• **REQUIRED WORK**
1. Name every type of venue where, according to the gyotaku article, Mullins has given his workshops.
2. Reproduce everything in the gyotaku article from "It wasn’t your" down to "than a decade.".

• **PASSAGE FOR REVIEW**
#####

It wasn’t your average paint night.
Trading canvas, paint and easel for rice paper, ink and a freshly caught sea bass, our class of about 20 got a hands-on look at the art of gyotaku last Friday.
Dissected, the Japanese word means gyo, fish, and taku, rubbing. Croton-on-Hudson based artist Joe Mullins has been making these fish prints for more than a decade.
It all started in 2005, during a family vacation to the Adirondacks. “I always travel with art supplies,” Mullins said. He usually sketches new and unfamiliar landscapes when inspiration strikes. He caught a fish during that vacation and decided to make an impression—and hundreds of them ever since.
He’s traveled all over the northeast, giving gyotaku workshops that meld art with science at schools, zoos, private events and, most recently, the East End Seaport Museum in Greenport.
Before social media, fishermen in Japan developed this printing method centuries ago to help record their catch. As they ventured off to deeper waters, they started to catch more interesting fish, he explained.
“No one believed them,” Mullins said.
And so gyotaku was born.
After a brief introduction, Mullins produced two fish from a cooler — a black sea bass and a flounder, which he already scrubbed clean and drained of blood. After blotting the sea bass dry, he was ready to make the first print.
Using a piece of cardboard as a work surface, the artist showed us how to spread the fins out and let us in on a pro-tip: pinning them down so they stay fanned out. To add a sense of action, he curved the fish across the paper, so it appeared to be jumping.
Then, the painting began.
From tail to head, he gracefully spread a thin layer of watered-down block printing ink across the fins and scales. Use too much paint, he warned, and we’d be left with an undistinguishable blob.

#####

• **SOURCE INFORMATION**
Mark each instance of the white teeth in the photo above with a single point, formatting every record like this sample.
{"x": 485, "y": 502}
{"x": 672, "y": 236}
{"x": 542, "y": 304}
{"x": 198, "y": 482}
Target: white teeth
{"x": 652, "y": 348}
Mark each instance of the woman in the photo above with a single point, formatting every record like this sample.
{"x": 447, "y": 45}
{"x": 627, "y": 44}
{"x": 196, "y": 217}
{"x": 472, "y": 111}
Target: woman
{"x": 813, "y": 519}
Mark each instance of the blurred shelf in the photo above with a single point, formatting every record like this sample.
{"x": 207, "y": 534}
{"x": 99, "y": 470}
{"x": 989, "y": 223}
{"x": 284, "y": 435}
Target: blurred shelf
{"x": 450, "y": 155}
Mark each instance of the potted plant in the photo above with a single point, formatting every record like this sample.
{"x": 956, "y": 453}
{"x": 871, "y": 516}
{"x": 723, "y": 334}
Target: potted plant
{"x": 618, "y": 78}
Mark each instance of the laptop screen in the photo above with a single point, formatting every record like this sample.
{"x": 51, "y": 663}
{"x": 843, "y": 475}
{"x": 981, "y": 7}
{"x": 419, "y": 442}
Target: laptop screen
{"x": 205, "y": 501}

#####

• **RESULTS OF THE EXERCISE**
1.
- Schools
- Zoos
- Private events
- The East End Seaport Museum in Greenport

2.
It wasn’t your average paint night.
Trading canvas, paint and easel for rice paper, ink and a freshly caught sea bass, our class of about 20 got a hands-on look at the art of gyotaku last Friday.
Dissected, the Japanese word means gyo, fish, and taku, rubbing. Croton-on-Hudson based artist Joe Mullins has been making these fish prints for more than a decade.